**What you have to do**
Write out all of the data without omission, exactly as shown.

------------------------

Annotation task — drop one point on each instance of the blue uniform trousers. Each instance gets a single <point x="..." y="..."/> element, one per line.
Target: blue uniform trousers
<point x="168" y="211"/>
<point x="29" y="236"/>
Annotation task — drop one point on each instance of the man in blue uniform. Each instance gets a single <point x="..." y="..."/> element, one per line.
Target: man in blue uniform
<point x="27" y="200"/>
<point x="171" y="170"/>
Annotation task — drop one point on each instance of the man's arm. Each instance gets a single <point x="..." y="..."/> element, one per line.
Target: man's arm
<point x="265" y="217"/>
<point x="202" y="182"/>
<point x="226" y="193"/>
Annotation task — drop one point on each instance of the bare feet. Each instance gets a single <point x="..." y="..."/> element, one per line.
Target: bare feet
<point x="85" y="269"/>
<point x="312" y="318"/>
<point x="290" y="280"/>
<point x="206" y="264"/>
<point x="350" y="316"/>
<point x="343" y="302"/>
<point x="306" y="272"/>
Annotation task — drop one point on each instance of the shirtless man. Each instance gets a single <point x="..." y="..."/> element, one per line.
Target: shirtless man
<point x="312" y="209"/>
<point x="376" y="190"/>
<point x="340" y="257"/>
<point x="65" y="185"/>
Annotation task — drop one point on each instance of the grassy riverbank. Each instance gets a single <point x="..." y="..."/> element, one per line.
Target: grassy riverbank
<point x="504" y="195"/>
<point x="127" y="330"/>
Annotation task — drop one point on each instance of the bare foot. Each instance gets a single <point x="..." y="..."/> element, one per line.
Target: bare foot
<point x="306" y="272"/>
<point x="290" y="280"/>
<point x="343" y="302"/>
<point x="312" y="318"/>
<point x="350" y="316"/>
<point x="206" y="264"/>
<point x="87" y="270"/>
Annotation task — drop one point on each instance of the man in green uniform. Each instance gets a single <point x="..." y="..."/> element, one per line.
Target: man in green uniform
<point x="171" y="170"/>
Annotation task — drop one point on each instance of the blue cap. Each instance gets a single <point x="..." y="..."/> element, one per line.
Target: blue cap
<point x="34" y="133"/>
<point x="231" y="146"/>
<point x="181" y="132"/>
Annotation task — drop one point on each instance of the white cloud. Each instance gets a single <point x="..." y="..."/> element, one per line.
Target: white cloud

------------------------

**Result of this exercise**
Annotation task — drop one point on each instance of the blue uniform trousers. Each instance gets a single <point x="..." y="..."/> element, one per line.
Target: blue uniform trousers
<point x="168" y="211"/>
<point x="29" y="236"/>
Annotation task — drop one point on each instance of the man in blue uniform. Each instance gets a single <point x="..." y="..."/> element, one per line.
Target: man in blue uniform
<point x="27" y="200"/>
<point x="171" y="170"/>
Annotation task — drop one point on each instance of the man's arm. Each instance gets a single <point x="..." y="..."/> element, one per line.
Target: man's arm
<point x="265" y="217"/>
<point x="202" y="182"/>
<point x="226" y="193"/>
Annotation task — drop one point on each instance of the bare feet. Each instance gets a single <point x="..." y="..."/> element, one per line.
Target: bare feet
<point x="85" y="269"/>
<point x="312" y="318"/>
<point x="290" y="280"/>
<point x="206" y="264"/>
<point x="350" y="316"/>
<point x="343" y="302"/>
<point x="306" y="272"/>
Annotation task — drop one point on each instance of the shirtless man. Each instance gets a single <point x="..." y="..."/> element, one per line.
Target: shirtless man
<point x="312" y="209"/>
<point x="376" y="190"/>
<point x="340" y="257"/>
<point x="65" y="185"/>
Annotation task — drop one point on each instance of the grassy riverbank. Each instance gets a single <point x="..." y="..."/> element, one per line.
Target: grassy riverbank
<point x="504" y="195"/>
<point x="127" y="330"/>
Annotation task — drop one point on each instance of the bare foot. Each instance gets a single <point x="..." y="..."/> element, one per line.
Target: bare foot
<point x="306" y="272"/>
<point x="290" y="280"/>
<point x="343" y="302"/>
<point x="312" y="318"/>
<point x="350" y="316"/>
<point x="206" y="264"/>
<point x="87" y="270"/>
Annotation task — drop one point on each instance of the man in green uniform. Each instance gets a single <point x="..." y="..."/> element, one per line.
Target: man in green uniform
<point x="171" y="170"/>
Annotation task — drop one point on each instance of the blue cap. Each instance gets a single <point x="..." y="..."/> element, one per line.
Target: blue cap
<point x="34" y="133"/>
<point x="231" y="146"/>
<point x="181" y="132"/>
Annotation task — drop one point on each instance of the white cloud. Each instance gets a single <point x="..." y="..."/> element, one per line.
Target: white cloud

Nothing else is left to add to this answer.